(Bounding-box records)
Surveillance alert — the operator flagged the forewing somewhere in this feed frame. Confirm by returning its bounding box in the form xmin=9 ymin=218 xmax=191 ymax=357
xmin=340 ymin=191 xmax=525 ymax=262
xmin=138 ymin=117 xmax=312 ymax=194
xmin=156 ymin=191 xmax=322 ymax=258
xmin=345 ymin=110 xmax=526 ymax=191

==

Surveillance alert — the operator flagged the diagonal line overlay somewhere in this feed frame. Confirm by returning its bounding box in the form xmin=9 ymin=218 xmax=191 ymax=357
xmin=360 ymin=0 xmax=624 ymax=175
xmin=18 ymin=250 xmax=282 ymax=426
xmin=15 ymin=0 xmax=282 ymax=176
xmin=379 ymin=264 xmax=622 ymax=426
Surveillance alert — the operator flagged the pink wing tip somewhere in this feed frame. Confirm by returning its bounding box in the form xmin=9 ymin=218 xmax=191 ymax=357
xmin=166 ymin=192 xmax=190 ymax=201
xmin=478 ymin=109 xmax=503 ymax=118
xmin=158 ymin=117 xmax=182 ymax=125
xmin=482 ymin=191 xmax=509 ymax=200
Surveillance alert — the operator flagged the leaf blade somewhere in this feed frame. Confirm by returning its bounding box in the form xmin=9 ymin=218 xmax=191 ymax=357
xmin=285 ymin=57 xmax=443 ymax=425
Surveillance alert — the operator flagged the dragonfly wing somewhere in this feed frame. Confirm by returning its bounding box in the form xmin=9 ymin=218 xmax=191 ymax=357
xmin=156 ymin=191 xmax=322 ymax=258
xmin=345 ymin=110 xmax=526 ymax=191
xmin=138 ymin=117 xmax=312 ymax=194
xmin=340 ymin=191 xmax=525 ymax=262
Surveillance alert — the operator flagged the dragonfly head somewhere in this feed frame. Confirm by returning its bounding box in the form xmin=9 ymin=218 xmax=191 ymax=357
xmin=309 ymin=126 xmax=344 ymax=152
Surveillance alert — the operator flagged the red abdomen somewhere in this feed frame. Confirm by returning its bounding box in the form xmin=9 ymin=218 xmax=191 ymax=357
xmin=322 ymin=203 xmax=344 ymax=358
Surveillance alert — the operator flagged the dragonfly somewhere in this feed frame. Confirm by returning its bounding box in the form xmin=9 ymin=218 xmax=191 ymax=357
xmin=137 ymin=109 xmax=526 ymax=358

...

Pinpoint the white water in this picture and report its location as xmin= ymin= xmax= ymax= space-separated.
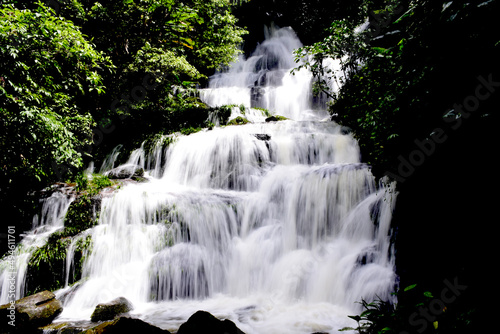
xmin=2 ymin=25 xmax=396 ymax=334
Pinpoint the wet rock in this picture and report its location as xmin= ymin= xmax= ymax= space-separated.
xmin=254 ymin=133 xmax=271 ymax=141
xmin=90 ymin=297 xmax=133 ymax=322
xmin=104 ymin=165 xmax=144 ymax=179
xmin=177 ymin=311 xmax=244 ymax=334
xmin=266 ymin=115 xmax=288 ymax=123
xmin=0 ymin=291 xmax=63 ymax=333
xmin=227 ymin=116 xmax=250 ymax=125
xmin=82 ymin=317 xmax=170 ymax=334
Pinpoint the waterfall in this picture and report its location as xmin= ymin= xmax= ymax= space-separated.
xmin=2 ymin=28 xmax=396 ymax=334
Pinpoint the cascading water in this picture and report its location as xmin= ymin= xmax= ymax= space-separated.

Task requirements: Please reproduce the lines above word for word, starting at the line that contains "Surveillance alert — the operator flagged the diagonal" and stopping after the line that contains "xmin=285 ymin=57 xmax=443 ymax=425".

Complete answer:
Surveillance alert — the operator flagged the diagonal line overlay somewhere in this feed frame. Confirm by returning its bounding box in the form xmin=9 ymin=218 xmax=191 ymax=357
xmin=360 ymin=0 xmax=624 ymax=175
xmin=18 ymin=250 xmax=282 ymax=426
xmin=15 ymin=0 xmax=282 ymax=176
xmin=379 ymin=264 xmax=622 ymax=426
Surveillance alert — the operator flagged the pink wing tip somewhere in this feed frame. Confirm by returning its bounding box in the form xmin=9 ymin=218 xmax=191 ymax=357
xmin=166 ymin=192 xmax=190 ymax=201
xmin=478 ymin=109 xmax=503 ymax=118
xmin=158 ymin=117 xmax=182 ymax=125
xmin=482 ymin=191 xmax=509 ymax=200
Surveillance alert — the operator flagged the leaf blade somewhere in this feed frame. Confirm by returning its bounding box in the form xmin=9 ymin=218 xmax=191 ymax=357
xmin=285 ymin=57 xmax=443 ymax=425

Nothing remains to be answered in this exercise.